• _WHAT YOU SHOULD DO_:
The entries below should appear again in your reply, word for word.

• _DATA SECTION_:
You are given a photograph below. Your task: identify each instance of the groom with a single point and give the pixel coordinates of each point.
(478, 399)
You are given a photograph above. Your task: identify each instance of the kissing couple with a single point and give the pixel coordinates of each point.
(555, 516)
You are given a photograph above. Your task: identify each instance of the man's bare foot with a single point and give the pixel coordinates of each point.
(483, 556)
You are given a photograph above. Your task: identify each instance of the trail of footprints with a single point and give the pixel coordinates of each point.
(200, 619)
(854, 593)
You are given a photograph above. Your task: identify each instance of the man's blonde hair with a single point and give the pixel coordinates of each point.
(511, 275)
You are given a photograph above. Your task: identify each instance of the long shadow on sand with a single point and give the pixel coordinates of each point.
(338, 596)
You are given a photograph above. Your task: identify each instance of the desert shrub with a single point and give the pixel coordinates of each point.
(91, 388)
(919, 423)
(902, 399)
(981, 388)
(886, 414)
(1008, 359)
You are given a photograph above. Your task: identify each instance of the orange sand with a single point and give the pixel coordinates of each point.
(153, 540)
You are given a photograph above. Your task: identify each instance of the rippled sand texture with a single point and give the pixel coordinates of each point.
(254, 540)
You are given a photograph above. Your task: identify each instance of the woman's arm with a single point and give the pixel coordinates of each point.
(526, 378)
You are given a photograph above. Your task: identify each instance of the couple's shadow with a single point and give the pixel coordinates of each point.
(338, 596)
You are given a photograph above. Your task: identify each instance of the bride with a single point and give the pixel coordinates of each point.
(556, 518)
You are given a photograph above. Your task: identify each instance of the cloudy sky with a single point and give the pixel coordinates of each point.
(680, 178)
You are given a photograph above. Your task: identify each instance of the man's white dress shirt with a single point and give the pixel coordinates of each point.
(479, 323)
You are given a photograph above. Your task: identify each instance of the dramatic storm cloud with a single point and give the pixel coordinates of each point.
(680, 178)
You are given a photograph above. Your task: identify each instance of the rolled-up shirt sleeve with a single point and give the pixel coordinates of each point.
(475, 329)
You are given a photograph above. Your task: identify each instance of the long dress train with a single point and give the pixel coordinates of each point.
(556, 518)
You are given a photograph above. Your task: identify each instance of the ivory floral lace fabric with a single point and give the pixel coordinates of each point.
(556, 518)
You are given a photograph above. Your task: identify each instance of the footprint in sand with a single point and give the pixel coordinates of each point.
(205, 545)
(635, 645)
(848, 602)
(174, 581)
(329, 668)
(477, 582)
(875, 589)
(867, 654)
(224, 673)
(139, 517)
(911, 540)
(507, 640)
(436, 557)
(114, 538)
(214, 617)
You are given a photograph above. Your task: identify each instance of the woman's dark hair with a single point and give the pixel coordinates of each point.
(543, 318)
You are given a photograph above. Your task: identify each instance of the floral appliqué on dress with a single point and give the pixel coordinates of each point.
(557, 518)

• _RESPONSE_:
You are given a photograph below. Your task: identify each instance of the groom with a single point and give the pixel coordinates of each point.
(478, 399)
You are given a photograph above. Your task: identify each instance of the kissing couple with a single point and give the pixel coordinates of each point.
(555, 516)
You are given a photograph above. Your task: identify each instance of the man's bare foot with a single point and give the pixel coordinates of each point.
(483, 556)
You are given a photograph above. Your task: identify each instance of the trail of footprints with a single point and give the pixel coordinates of each point.
(200, 619)
(854, 593)
You are given a photograph above. Your task: identify each instance of the man's blonde hair with a single point and give the pixel coordinates of each point.
(511, 275)
You are given a photograph above. Your task: identify each instance of the long shadow on sand with a single point and give the pixel coordinates of each point.
(338, 596)
You are given a photograph above. Your task: identify each instance of the desert shrub with a single point and give the pixel coordinates of each point.
(91, 388)
(919, 423)
(902, 399)
(981, 388)
(886, 414)
(1008, 359)
You are given a photograph above. Your task: identify each instance of the orange sand with a single point and give the pixel coordinates of each point.
(153, 540)
You are given a photograph above. Your task: identify each instance of the rippled sand texture with a single point and give the pixel coordinates of each point.
(254, 540)
You are given a photograph above. Your task: identify each instance of the woman's arm with a single point and give the pixel coordinates of each point.
(526, 378)
You are given a photograph above. Your task: identify each instance of the couple's shadow with a single point and give the pixel coordinates of each point.
(338, 596)
You are given a photograph above. Your task: identify each instance of the bride with a single point and give the pixel coordinates of each point.
(556, 518)
You are given a photograph above. Your task: identify each instance of the cloudy sky with a single point and give the pixel coordinates of each point.
(680, 178)
You are given a photograph above. Your task: identify each instance of the man's white dress shirt with a single point and give the pixel coordinates of each point.
(479, 323)
You are given a photograph above. Your task: identify each instance of the dramatic storm cloud with a single point and give the pixel coordinates of each point.
(680, 178)
You are given a photograph above. Your task: identify each instance of the rolled-up shirt sleeve with a single point and give the pixel coordinates of each point.
(475, 329)
You are given a photograph above. Your task: identify each instance of the long dress train with a single point and give the pixel coordinates of each point.
(556, 518)
You are given a photograph above. Your task: identify each instance of the ivory floral lace fabric with a single point and give the pixel coordinates of each point.
(556, 518)
You are given a photograph above. Your task: identify each instance of the footprint in sand with a single point and give the pixel coordinates of each point.
(205, 545)
(635, 645)
(848, 602)
(174, 581)
(329, 668)
(477, 582)
(875, 589)
(867, 654)
(224, 673)
(139, 517)
(911, 540)
(507, 640)
(436, 557)
(114, 538)
(214, 617)
You are given a photograph above. Your task: identify each instance of the woman's dark hair with a single point and give the pixel coordinates of each point.
(543, 318)
You are given a photograph above. Your task: identify each instance of the floral appliqué on dress with a single point and give the pixel coordinates of each point.
(557, 518)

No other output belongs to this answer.